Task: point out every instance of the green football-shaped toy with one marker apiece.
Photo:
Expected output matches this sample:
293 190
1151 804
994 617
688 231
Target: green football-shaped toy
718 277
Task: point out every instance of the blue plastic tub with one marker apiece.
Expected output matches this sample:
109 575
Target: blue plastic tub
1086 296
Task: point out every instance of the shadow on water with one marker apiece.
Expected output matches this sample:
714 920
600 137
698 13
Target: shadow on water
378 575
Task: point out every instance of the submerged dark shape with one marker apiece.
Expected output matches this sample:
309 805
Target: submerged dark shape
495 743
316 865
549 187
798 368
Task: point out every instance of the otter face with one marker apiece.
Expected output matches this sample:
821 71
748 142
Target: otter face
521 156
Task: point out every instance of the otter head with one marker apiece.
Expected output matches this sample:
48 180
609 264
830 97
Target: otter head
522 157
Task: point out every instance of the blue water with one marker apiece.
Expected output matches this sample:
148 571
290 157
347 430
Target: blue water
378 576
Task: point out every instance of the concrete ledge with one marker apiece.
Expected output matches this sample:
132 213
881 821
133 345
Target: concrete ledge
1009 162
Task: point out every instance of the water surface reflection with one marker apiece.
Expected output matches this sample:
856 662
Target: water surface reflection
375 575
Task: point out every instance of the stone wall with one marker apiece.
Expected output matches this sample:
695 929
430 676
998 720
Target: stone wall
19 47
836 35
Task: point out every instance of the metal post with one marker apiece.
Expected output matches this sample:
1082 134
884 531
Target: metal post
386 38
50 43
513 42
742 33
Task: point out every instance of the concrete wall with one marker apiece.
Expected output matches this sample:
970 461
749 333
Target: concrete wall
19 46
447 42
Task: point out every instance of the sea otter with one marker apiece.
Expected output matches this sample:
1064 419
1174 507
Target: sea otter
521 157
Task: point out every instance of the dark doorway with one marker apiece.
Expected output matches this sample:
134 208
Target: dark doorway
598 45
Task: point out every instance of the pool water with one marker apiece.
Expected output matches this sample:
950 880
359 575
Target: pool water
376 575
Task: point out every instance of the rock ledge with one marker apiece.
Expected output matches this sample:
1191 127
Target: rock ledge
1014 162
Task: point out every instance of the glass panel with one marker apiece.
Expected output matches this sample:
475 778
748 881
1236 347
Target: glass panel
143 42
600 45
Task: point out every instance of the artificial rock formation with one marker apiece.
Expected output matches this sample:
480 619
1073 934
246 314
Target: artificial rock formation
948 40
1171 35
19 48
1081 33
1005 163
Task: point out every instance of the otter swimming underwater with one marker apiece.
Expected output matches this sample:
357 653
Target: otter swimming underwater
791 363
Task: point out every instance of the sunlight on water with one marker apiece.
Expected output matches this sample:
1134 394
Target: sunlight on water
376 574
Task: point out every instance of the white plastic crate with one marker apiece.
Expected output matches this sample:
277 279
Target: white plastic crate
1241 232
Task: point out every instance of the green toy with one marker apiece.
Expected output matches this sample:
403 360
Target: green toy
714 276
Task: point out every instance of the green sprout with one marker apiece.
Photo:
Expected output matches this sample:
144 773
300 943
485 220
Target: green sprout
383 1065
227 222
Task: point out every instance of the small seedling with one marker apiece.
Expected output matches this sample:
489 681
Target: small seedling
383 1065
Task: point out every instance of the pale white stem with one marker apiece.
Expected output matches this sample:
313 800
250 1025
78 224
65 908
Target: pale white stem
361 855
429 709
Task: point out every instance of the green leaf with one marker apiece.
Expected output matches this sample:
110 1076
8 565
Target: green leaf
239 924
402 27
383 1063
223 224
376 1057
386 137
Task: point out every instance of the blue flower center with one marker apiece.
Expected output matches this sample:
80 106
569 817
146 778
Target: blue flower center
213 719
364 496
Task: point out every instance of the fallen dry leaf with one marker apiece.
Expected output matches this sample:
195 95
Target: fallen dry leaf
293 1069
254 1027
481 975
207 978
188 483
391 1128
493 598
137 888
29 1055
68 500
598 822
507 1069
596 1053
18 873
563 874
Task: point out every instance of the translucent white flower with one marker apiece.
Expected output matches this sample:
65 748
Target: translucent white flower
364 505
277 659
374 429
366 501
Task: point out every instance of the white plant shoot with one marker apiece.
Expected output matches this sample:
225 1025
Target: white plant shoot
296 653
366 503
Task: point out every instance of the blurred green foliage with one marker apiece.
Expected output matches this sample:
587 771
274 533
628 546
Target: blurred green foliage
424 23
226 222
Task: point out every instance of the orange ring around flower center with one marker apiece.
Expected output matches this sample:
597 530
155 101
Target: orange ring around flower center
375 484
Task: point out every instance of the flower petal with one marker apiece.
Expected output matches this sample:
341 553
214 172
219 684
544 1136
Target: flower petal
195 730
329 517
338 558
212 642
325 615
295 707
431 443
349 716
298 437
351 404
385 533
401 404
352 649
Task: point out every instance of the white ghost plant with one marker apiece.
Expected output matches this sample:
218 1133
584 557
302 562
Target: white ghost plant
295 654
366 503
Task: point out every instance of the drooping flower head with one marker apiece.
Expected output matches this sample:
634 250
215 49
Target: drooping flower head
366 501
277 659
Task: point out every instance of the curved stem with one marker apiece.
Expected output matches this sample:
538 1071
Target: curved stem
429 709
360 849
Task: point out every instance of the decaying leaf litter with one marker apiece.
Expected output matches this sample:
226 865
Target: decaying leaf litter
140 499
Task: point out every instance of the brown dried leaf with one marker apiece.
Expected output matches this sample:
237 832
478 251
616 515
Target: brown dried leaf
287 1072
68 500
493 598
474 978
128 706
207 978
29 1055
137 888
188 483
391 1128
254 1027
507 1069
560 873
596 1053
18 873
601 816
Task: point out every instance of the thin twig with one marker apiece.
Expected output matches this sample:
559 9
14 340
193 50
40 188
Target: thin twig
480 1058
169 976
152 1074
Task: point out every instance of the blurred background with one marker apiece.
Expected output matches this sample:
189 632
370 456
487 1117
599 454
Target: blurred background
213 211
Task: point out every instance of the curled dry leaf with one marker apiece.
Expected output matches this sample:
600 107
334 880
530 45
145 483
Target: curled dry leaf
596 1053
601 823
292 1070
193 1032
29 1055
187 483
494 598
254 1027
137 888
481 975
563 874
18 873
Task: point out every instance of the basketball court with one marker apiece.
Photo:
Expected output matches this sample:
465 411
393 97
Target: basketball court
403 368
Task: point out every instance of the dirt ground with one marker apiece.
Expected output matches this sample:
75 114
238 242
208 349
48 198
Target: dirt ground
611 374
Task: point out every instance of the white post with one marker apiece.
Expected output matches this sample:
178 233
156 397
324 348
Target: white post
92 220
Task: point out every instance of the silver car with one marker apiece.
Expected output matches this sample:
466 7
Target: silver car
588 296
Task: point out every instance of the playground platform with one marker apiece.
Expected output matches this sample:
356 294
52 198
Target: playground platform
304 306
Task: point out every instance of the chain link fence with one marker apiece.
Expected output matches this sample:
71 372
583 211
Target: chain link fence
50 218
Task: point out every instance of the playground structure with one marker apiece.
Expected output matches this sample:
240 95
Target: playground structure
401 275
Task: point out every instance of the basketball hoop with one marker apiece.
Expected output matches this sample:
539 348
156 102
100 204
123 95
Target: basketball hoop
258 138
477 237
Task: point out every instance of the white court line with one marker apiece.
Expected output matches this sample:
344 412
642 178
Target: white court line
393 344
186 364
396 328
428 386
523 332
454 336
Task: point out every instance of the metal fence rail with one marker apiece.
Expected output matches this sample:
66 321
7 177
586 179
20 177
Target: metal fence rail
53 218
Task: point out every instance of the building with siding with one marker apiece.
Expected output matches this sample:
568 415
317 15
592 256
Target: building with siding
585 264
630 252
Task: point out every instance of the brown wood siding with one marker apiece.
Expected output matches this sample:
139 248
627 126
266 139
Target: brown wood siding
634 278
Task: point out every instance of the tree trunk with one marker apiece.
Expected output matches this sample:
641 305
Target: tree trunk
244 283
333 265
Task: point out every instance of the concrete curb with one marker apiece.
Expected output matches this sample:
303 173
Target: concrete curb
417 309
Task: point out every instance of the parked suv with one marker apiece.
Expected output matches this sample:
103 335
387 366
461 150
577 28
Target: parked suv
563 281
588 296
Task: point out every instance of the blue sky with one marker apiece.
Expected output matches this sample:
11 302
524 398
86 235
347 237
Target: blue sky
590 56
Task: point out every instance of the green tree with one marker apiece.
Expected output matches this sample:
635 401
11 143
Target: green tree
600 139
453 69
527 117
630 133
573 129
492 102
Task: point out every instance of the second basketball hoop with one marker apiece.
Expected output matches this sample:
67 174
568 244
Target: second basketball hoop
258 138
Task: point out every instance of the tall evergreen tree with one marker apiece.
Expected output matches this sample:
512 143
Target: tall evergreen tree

┄┄┄┄┄┄┄┄┄┄┄┄┄┄┄┄┄┄┄┄

§ Instructions to follow
Begin with the line that contains "Task: point out every instance of the blue sky" and end with the last line of the records; set down every line in that span exactly, and nothing else.

§ Complete answer
Task: point out every instance of the blue sky with one marker apiece.
Expected output matches this sample:
11 302
524 398
86 235
347 237
Target: blue sky
590 56
Task: point out every instance of the green tree with one marker apiece.
Expected output matches this sample:
635 401
11 143
Target: green tree
600 139
453 69
527 117
630 133
573 129
492 102
Task: point out every instance of the second basketball hoop with one marker apiece.
Expected output matches this sample:
67 174
568 244
Target: second basketball hoop
258 138
Task: point out every instance of the tall evergreen tree with one marker apiece.
Expected output matches this sample:
512 143
Target: tall evergreen tree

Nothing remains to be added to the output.